§ Request: From the line containing "Expected: one point per instance of the clear" through the last line of the entries below, repeat each line word for word and leave out the rest.

[START OF Dataset rows]

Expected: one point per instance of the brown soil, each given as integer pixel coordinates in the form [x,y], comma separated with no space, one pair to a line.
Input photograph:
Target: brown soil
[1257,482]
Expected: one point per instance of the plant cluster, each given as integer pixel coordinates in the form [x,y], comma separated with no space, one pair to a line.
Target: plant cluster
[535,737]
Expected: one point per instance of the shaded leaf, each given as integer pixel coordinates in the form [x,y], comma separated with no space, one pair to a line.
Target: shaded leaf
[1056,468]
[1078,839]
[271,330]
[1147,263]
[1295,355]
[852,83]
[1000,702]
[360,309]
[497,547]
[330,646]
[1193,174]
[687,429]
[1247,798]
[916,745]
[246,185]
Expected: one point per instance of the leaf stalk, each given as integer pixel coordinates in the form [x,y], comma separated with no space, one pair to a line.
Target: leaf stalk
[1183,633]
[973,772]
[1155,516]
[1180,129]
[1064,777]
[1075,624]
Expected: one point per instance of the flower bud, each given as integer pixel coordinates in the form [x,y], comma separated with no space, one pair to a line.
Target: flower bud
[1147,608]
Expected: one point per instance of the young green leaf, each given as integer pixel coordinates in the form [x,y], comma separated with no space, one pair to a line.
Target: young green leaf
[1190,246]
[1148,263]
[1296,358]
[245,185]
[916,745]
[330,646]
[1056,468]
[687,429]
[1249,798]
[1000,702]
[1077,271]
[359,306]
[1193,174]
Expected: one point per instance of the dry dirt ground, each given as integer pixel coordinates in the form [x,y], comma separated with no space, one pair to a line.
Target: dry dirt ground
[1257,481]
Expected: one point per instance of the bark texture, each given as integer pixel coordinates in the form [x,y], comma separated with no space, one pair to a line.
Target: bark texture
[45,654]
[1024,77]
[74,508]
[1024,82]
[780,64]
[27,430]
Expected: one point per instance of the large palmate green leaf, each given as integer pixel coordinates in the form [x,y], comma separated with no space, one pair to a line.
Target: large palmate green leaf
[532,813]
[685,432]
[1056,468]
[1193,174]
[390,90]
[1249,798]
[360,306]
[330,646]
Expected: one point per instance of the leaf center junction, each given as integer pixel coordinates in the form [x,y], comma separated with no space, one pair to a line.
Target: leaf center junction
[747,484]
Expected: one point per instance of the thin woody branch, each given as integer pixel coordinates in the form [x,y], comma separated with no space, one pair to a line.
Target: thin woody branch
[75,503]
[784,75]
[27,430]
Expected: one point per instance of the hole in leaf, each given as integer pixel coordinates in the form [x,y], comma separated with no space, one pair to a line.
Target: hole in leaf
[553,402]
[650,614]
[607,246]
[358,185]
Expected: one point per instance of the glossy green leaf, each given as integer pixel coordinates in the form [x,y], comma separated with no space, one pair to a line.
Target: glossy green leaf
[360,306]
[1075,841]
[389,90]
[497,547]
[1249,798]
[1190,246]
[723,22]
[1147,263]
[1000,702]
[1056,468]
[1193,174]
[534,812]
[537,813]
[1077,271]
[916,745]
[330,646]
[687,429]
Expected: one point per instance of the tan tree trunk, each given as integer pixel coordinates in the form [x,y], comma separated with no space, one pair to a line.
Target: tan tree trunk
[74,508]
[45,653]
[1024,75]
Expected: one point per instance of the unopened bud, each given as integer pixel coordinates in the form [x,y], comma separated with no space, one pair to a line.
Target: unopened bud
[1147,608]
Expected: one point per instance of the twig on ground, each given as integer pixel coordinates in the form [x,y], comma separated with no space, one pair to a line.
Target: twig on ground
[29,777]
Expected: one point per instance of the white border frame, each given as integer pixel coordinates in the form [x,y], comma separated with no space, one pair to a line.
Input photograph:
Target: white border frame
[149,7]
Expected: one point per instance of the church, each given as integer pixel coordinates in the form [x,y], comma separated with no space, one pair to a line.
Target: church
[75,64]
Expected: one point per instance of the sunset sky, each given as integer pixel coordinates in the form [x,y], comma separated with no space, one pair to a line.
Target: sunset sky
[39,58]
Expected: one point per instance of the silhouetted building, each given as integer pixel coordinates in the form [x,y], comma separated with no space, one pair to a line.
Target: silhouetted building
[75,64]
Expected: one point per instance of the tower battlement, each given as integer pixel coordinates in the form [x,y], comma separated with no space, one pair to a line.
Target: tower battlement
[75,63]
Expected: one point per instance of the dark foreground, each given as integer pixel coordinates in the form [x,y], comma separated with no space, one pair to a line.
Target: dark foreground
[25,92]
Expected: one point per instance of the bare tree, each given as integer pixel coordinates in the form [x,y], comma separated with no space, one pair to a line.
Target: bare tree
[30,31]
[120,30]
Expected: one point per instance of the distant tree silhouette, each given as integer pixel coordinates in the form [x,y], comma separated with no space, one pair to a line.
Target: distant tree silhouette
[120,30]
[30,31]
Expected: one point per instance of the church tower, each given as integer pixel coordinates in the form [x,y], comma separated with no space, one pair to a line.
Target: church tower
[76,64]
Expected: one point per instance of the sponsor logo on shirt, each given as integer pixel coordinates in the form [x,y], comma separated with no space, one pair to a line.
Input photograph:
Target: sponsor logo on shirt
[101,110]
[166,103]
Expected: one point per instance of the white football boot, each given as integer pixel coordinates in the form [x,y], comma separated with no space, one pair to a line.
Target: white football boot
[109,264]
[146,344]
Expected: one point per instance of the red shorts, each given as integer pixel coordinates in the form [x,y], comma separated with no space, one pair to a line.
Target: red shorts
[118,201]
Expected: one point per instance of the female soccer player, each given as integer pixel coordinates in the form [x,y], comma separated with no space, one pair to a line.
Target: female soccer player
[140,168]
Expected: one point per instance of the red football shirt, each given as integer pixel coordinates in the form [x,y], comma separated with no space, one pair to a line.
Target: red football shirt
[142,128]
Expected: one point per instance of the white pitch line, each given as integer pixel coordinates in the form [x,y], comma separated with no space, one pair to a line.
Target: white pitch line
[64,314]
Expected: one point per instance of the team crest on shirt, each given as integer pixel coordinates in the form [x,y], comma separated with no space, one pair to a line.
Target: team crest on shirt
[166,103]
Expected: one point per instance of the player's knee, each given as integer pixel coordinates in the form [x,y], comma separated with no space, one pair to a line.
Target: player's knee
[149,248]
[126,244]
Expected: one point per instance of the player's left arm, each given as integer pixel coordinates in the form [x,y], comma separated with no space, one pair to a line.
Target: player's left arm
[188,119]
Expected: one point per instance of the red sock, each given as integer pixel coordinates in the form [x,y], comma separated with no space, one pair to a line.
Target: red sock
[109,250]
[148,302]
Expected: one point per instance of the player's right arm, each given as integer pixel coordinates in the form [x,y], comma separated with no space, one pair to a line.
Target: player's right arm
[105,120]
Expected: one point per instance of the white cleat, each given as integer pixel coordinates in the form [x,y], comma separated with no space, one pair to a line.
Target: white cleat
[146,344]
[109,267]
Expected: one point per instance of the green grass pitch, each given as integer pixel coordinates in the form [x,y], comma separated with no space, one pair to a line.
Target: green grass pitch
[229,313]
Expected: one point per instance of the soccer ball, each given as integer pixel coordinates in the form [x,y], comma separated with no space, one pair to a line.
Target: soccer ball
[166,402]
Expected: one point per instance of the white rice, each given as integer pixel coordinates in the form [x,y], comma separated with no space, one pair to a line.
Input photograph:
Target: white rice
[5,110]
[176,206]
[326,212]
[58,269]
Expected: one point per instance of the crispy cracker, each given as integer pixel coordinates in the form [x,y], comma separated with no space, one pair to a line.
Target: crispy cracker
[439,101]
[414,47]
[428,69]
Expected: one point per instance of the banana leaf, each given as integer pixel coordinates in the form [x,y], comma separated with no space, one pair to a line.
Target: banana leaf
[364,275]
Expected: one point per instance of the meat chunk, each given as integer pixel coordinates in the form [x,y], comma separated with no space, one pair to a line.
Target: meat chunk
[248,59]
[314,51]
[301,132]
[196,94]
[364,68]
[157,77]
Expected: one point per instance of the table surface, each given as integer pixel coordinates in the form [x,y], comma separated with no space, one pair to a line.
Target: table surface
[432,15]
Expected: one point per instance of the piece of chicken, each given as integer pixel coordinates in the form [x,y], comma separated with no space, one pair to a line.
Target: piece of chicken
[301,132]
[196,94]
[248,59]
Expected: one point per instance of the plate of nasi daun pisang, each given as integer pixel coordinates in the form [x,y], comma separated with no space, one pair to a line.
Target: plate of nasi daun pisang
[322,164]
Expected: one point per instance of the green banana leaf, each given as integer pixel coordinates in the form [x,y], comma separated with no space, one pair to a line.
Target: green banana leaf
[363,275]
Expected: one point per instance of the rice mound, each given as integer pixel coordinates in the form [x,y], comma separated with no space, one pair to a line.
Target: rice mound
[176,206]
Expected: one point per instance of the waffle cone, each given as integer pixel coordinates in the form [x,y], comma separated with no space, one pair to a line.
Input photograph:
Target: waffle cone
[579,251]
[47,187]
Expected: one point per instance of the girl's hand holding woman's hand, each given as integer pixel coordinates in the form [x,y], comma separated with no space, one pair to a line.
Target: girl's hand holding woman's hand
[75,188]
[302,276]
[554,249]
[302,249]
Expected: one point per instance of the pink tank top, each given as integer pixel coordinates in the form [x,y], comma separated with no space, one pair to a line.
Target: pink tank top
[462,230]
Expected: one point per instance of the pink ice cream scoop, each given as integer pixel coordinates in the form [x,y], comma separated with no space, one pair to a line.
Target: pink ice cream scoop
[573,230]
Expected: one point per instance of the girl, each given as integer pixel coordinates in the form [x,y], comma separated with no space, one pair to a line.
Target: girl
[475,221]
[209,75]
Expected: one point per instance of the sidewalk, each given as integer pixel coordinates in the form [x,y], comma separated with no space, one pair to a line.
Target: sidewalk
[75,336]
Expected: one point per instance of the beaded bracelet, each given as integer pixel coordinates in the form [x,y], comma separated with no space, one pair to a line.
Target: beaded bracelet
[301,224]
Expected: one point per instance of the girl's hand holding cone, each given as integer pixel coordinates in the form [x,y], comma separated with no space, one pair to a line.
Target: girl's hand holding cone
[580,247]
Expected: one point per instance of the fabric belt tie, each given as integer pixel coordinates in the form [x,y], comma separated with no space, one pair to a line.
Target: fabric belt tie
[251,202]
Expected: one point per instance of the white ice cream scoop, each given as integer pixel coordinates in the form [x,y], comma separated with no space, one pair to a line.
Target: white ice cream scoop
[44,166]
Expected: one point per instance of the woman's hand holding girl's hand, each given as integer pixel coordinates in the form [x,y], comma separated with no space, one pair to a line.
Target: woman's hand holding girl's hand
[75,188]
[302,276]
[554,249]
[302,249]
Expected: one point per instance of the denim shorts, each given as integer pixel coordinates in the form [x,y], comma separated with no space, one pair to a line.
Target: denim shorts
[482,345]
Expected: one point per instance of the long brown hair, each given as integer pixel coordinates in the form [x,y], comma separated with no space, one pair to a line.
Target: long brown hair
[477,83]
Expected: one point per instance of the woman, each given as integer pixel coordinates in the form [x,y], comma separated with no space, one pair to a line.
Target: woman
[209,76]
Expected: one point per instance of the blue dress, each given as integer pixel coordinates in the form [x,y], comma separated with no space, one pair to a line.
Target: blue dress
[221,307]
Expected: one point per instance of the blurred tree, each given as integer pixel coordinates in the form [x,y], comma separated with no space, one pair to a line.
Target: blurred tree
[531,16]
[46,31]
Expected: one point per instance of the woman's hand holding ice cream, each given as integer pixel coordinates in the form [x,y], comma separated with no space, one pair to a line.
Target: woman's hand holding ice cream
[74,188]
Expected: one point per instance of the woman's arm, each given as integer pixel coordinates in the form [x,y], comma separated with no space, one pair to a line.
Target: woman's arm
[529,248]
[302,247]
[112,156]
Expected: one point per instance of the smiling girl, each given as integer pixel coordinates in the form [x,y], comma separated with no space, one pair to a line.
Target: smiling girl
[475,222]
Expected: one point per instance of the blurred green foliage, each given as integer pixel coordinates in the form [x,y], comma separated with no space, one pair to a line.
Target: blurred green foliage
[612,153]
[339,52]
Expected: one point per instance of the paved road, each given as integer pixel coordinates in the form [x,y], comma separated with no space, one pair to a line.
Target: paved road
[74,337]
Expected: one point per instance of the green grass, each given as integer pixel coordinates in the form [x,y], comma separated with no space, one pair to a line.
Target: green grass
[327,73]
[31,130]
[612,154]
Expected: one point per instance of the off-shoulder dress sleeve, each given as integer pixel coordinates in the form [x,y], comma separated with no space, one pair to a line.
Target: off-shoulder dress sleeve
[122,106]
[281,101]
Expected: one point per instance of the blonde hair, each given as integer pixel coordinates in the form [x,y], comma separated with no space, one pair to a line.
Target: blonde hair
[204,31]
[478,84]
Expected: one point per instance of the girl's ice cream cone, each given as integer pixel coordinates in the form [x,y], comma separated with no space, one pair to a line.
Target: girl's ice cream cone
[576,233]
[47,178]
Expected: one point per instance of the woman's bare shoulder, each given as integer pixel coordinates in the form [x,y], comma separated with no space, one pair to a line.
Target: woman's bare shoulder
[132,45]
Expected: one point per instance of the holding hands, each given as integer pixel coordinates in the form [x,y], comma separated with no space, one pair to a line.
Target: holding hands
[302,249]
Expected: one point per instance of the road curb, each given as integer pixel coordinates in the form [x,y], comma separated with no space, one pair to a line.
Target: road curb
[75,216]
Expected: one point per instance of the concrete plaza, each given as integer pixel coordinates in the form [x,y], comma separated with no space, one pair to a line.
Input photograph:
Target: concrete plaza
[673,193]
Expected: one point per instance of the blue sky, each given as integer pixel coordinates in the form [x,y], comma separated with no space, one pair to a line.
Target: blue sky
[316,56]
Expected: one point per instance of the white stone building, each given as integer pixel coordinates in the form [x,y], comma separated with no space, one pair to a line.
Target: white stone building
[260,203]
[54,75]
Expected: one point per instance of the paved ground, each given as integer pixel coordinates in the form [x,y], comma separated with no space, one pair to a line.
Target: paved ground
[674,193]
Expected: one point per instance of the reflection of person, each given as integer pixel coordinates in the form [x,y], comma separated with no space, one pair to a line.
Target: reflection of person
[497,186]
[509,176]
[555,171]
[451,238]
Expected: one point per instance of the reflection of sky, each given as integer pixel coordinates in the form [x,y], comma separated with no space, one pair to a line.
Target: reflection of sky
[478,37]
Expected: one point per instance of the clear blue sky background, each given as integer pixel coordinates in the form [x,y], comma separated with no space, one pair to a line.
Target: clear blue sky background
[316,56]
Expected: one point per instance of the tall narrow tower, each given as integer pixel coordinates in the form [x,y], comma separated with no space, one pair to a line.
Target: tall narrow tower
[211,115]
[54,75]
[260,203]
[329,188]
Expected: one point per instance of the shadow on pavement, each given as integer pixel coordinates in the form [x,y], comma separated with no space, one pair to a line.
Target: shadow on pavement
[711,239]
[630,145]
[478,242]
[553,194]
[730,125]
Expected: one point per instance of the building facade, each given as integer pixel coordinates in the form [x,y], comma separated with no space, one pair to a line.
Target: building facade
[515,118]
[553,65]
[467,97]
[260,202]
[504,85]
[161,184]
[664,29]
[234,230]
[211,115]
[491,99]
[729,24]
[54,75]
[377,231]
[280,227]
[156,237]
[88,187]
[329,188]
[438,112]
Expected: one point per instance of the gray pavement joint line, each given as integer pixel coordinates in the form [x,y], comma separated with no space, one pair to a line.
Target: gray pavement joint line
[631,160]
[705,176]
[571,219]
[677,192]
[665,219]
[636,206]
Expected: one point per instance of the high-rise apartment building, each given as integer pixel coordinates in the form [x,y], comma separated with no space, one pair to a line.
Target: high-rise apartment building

[END OF Dataset rows]

§ Task result:
Expected: one point per instance of the clear blue sky background, each given as integer pixel coordinates in the form [x,y], comma separated with no space, one pair to a line.
Target: clear blue sky background
[316,56]
Expected: one point per instance of the tall narrow tower, each given as integer pixel coordinates in the form [x,y], comma separated with no space, one pair to a line.
Target: tall narrow tower
[211,115]
[54,75]
[260,203]
[329,188]
Expected: one point per instance of the shadow on pavement, each given as integer pixel coordinates in the form [x,y], comma separated with no space, one pair to a line.
Target: shadow on pavement
[711,239]
[630,145]
[478,242]
[553,194]
[730,125]
Expected: one point per instance of the building facade, each given as integer pixel coordinates in the form [x,y], comma separated with no space, one pair to a line.
Target: building facade
[515,118]
[553,65]
[467,97]
[260,202]
[504,85]
[161,184]
[664,29]
[234,230]
[211,115]
[491,99]
[729,24]
[54,75]
[377,231]
[280,227]
[156,237]
[88,187]
[329,188]
[438,112]
Expected: one point per instance of the gray pavement joint line, each given as integer pixel coordinates in the form [x,y], comma separated with no space, one pair to a line.
Target: gray pavement joint line
[631,160]
[705,176]
[571,219]
[677,192]
[665,219]
[636,206]
Expected: one point per instance of the high-rise apartment building, each given as integer pixel coordinates in the form [x,y], comma separated with no space, one pair to a line.
Target: high-rise apartment building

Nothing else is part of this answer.